• _Work instructions_
Provide only the number of lines below that hold "windshield".

• _Given records_
····················

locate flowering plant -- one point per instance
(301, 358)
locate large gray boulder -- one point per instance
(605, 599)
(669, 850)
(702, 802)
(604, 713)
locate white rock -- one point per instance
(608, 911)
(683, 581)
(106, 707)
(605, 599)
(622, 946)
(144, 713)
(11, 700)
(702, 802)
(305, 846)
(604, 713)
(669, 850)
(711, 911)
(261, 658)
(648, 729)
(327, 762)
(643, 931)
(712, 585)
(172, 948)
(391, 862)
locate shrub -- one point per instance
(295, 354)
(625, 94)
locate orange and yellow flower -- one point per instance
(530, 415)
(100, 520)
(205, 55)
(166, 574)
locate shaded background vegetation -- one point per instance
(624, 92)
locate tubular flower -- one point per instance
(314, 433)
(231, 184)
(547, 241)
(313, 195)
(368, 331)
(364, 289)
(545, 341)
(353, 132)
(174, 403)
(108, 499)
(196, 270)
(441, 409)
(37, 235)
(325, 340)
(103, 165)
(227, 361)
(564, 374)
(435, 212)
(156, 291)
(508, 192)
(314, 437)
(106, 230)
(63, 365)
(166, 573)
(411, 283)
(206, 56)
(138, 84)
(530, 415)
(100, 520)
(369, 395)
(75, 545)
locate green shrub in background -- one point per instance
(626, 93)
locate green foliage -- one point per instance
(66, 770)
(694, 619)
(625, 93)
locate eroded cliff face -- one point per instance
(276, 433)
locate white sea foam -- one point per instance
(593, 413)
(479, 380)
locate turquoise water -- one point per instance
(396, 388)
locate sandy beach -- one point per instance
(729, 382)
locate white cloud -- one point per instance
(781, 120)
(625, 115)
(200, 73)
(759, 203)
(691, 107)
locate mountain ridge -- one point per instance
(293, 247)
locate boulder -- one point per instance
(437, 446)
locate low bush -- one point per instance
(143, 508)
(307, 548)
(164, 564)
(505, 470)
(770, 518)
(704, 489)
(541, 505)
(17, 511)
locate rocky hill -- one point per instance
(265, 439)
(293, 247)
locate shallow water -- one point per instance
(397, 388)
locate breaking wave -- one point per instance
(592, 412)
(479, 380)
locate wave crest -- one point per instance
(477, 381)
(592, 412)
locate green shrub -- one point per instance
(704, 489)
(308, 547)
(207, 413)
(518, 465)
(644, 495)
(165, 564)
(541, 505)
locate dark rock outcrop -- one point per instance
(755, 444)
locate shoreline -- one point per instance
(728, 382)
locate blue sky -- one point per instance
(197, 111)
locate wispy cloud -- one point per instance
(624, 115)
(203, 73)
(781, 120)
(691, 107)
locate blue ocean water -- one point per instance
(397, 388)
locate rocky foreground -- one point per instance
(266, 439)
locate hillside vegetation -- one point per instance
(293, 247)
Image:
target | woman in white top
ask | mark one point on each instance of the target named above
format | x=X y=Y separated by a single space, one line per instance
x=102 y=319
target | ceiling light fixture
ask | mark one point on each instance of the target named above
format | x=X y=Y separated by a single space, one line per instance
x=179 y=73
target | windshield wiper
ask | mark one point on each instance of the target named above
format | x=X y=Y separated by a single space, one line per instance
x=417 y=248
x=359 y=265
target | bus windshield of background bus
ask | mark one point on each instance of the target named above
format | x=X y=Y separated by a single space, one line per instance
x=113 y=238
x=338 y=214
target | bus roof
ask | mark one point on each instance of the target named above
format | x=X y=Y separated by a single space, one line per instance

····················

• _Written response_
2